• **Exercice proposé 1**: Traduisez en anglais cette phrase de l'extrait sur le droit du travail libanais ci-dessous : « Le droit libanais, en l'espèce l'article 58 de la loi du 23 septembre 1946 portant code du travail dans sa teneur modifiée au 31 décembre 1993 et au 24 juillet 1996, dispose qu'hormis le préavis et l'indemnité de licenciement, le contrat de travail à durée déterminée est régi par les dispositions relatives au contrat de travail à durée indéterminée. »
• **Exercice proposé 2**: Dans les données enregistrées ci-dessous, recopiez s'il vous plaît les lignes en commençant par celle qui contient « Task: mark each instance of the coiled » et en finissant par la dernière ligne de ces données, consignes comprises. Ajoutez 140 à chaque coordonnée des réponses.

Le droit libanais, en l'espèce l'article 58 de la loi du 23 septembre 1946 portant code du travail dans sa teneur modifiée au 31 décembre 1993 et au 24 juillet 1996, dispose qu'hormis le préavis et l'indemnité de licenciement, le contrat de travail à durée déterminée est régi par les dispositions relatives au contrat de travail à durée indéterminée. L'article 50.6 de cette loi prévoit que le contrat de travail à durée indéterminée peut être résilié à tout moment par l'une ou l'autre des parties contractantes sauf à démontrer 'l'exercice abusif ou excessif de ce droit' , et que les dommages-intérêts devant être fixés, selon le même texte, en fonction de 'la nature du travail du salarié, de son âge, de la période de service effectuée, de sa situation familiale et de son état de santé, de l'ampleur du dommage et du degré abusif de l'exercice du droit sous réserve que les dommages-intérêts fixés par le jugement ne soient ni inférieurs à deux mois de salaire ni supérieurs à douze mois de salaire (...).

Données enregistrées
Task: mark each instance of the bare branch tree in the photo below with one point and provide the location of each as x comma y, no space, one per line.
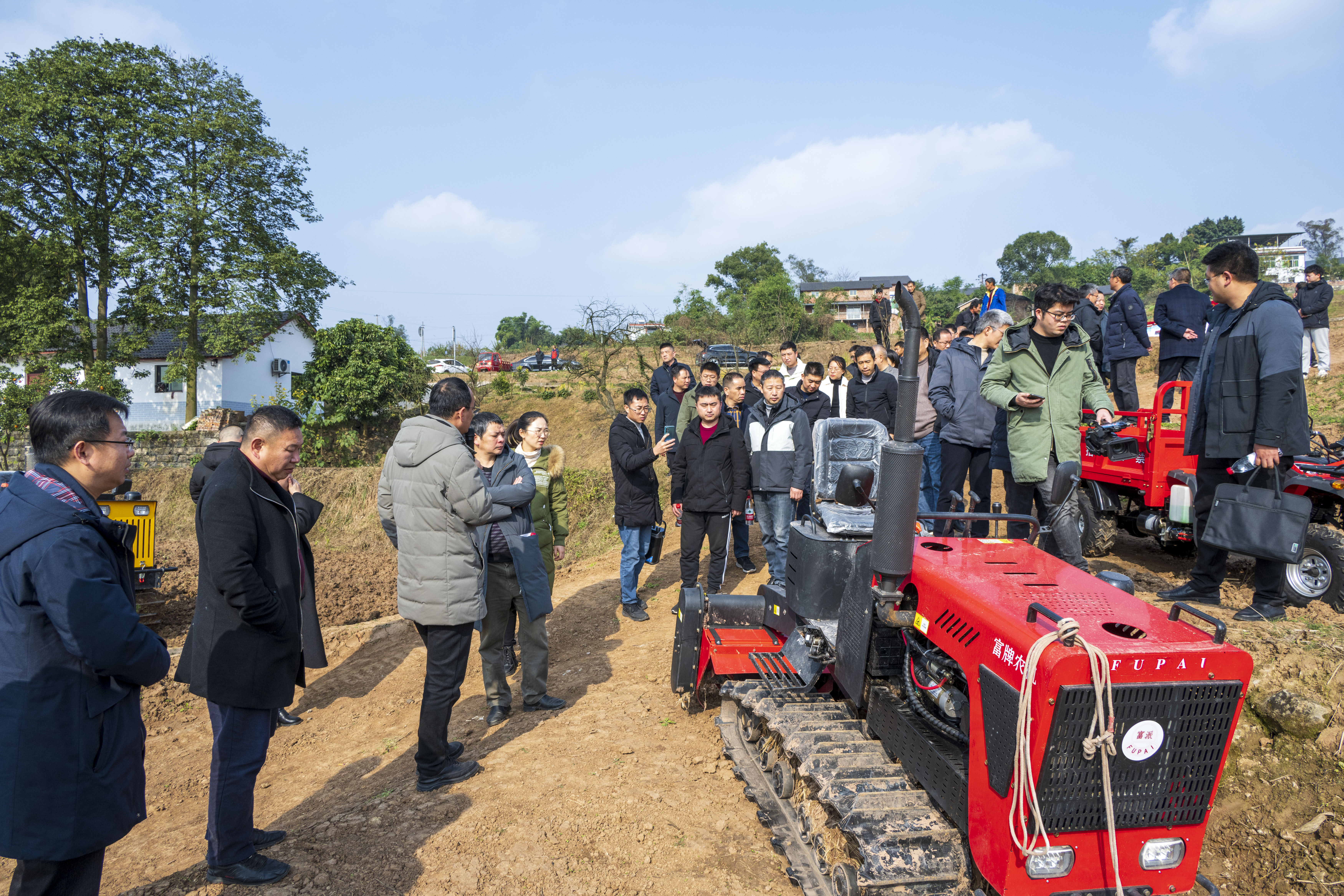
607,330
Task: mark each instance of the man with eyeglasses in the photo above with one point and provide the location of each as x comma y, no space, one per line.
1127,338
1044,375
636,491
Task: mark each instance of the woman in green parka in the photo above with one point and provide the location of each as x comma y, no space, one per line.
550,508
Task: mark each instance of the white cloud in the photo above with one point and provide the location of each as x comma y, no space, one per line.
1230,34
865,191
448,221
52,21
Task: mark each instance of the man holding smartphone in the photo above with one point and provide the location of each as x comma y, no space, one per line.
1044,375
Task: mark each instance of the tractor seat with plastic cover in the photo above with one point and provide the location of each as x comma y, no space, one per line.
838,443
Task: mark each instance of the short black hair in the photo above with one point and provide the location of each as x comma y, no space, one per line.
269,420
1053,295
58,422
482,422
449,397
1237,260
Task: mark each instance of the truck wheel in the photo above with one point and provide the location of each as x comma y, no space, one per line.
1096,531
1320,576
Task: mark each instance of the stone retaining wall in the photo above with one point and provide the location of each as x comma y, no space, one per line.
154,449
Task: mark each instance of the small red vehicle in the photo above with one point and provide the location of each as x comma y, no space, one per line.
1138,477
492,363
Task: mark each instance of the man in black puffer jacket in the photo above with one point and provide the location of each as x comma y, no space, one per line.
710,476
636,492
1315,297
1246,398
230,437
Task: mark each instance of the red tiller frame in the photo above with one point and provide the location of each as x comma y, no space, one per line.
1164,451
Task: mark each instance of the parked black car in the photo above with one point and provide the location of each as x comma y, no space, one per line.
725,355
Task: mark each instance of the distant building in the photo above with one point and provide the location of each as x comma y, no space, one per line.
1280,261
851,299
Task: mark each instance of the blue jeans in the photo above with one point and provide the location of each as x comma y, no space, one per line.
931,479
741,538
238,754
775,514
636,547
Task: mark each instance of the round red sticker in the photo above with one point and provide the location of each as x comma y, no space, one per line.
1143,741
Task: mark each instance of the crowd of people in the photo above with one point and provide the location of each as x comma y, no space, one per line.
478,514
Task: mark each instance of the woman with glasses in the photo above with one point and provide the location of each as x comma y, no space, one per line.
550,508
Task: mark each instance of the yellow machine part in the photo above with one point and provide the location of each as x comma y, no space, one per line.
140,515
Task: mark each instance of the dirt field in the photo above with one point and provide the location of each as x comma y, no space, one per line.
623,793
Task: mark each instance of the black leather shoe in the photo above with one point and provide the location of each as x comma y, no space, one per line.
255,871
1189,594
1260,613
264,839
455,773
545,704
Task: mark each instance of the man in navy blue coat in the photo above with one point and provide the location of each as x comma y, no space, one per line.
1127,339
1183,314
73,654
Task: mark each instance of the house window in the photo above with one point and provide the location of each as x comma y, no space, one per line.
163,385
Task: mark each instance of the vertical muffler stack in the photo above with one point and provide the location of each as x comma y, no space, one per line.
898,504
902,465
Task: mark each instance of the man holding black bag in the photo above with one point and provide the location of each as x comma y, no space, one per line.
1246,400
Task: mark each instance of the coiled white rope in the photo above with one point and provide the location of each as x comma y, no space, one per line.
1103,735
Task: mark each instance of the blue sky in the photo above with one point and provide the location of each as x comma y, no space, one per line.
483,159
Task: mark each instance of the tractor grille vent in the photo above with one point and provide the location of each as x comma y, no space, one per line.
1174,786
959,628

• **Résultat correct 1**: Lebanese law, in this case Article 58 of the Law of September 23, 1946 establishing the Labor Code, as amended on December 31, 1993 and July 24, 1996, provides that, apart from notice and severance pay, the fixed-term employment contract is governed by the provisions relating to the open-ended employment contract.

• **Résultat correct 2**:
Task: mark each instance of the coiled white rope in the photo above with one point and provide the location of each as x comma y, no space, one per line.
1243,875
Task: mark each instance of the blue sky in the photo above with one point and provide the location of each as x comma y, no space, one per line.
623,299
Task: mark each instance of the tractor grille vent in the photo above with one point and provide the location of each as x comma y, no space, one per line.
1314,926
1099,768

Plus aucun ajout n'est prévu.